> _Source text_:
Fiscal Fitness: How States Cope

A great divide in dollars: Wide variation in health care spending across states

The wide variety in cost and quality across states is a signal that much stronger policies will be needed to achieve high performance on access, quality, and efficiency, according to a commentary by Commonwealth Fund president Karen Davis and senior vice president for research and evaluation Cathy Schoen. Their Health Affairs commentary was on a Centers for Medicare & Medicaid Services (CMS) study also published in Health Affairs that found that eight of the top 10 states in per capita personal health care spending were in the New England and Mideast regions, while states with the lowest per capita spending were typically located in the Southwest and Rocky Mountain regions.

CMS economist Anne Martin and colleagues reported that in 2004, the top 10 states with the highest per capita personal health care spending were Massachusetts, Maine, New York, Alaska, Connecticut, Delaware, Rhode Island, Vermont, West Virginia, and Pennsylvania. Those states consumed an average of $6,345 per person in 2004, nearly 20% higher than the U.S. average of $5,283.

The researchers say some of the 10 states' characteristics influenced how much was spent on health care. Thus, Massachusetts, New York, Connecticut, and Delaware ranked among the highest in the nation in per capita personal income. And Massachusetts, New York, Connecticut, Rhode Island, Vermont, and Pennsylvania ranked among the highest in concentration of physicians to population. Also, the uninsured share of the population was among the lowest in the nation for some of the top 10 per capita health-spending states.

"This suggests that residents in these states may receive more comprehensive employer-based health insurance benefit packages, or that the states are in a stronger financial position to provide expanded benefits through Medicaid or other state initiated programs," Ms. Martin says.

However, the researchers also found differences in the mix of health care services and goods used and in funding sources. For example, Massachusetts, which had the highest per capita health care spending in 2004 ($6,683), nearly 27% above the U.S. average, ranked near the top for per capita hospital, nursing home, and home health spending and for total per enrollee Medicare and Medicaid spending. Ms. Martin says hospital spending in the state may be driven by higher-than-average use of services such as diagnostic treatments and more intensive services commonly used in teaching hospitals. Massachusetts also has an expansive Medicaid program that could contribute to its higher-than-average Medicaid and overall health spending.

Maine's per capita spending on physician services was second highest in the nation, while per capita physician spending in Connecticut and Massachusetts ranked lower. Also, Maine had higher per capita spending on other personal health care services, including expanded Medicaid coverage for services provided under home- and community-based waivers, than for any other state in 2004. Maine also provides greater coverage of long-term care services and support of those with disabilities through its Medicaid program. The authors say that Connecticut's low percentage of the population that is uninsured and recent expansion of hospital services offered may contribute to comparably high per capita health spending relative to the rest of the United States.

Per capita personal health care spending in New York and Alaska was greatly influenced by Medicaid spending. New York's per capita Medicaid spend was among the highest in the nation ($10,173 in 2004) and accounted for 32% of total state health care spending. Alaska per enrollee Medicaid spending was the highest in the nation at $10,417. It spent the most in the nation per Medicaid enrollee on hospital, doctor, and dental services, possibly because of the state's relative isolation, which decreases access to alternative and more cost-efficient sources of care.

> _What you need to do_:
Please duplicate the part of the state health spending text that opens with the words containing "The researchers say" and closes with "capita health-spending states.". The listing that comes next is taken from a separate source.

> _Extracted entries_:
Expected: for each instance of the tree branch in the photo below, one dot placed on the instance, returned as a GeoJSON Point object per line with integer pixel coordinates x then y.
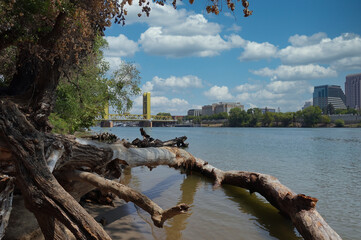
{"type": "Point", "coordinates": [159, 216]}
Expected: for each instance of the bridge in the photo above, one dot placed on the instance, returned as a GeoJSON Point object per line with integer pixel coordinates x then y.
{"type": "Point", "coordinates": [145, 119]}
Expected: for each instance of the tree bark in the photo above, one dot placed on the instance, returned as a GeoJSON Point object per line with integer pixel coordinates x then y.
{"type": "Point", "coordinates": [37, 157]}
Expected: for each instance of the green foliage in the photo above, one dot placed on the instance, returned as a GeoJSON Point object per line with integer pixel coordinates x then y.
{"type": "Point", "coordinates": [339, 123]}
{"type": "Point", "coordinates": [330, 109]}
{"type": "Point", "coordinates": [122, 85]}
{"type": "Point", "coordinates": [325, 119]}
{"type": "Point", "coordinates": [267, 119]}
{"type": "Point", "coordinates": [83, 94]}
{"type": "Point", "coordinates": [346, 111]}
{"type": "Point", "coordinates": [311, 116]}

> _Solution for this problem_:
The researchers say some of the 10 states' characteristics influenced how much was spent on health care. Thus, Massachusetts, New York, Connecticut, and Delaware ranked among the highest in the nation in per capita personal income. And Massachusetts, New York, Connecticut, Rhode Island, Vermont, and Pennsylvania ranked among the highest in concentration of physicians to population. Also, the uninsured share of the population was among the lowest in the nation for some of the top 10 per capita health-spending states.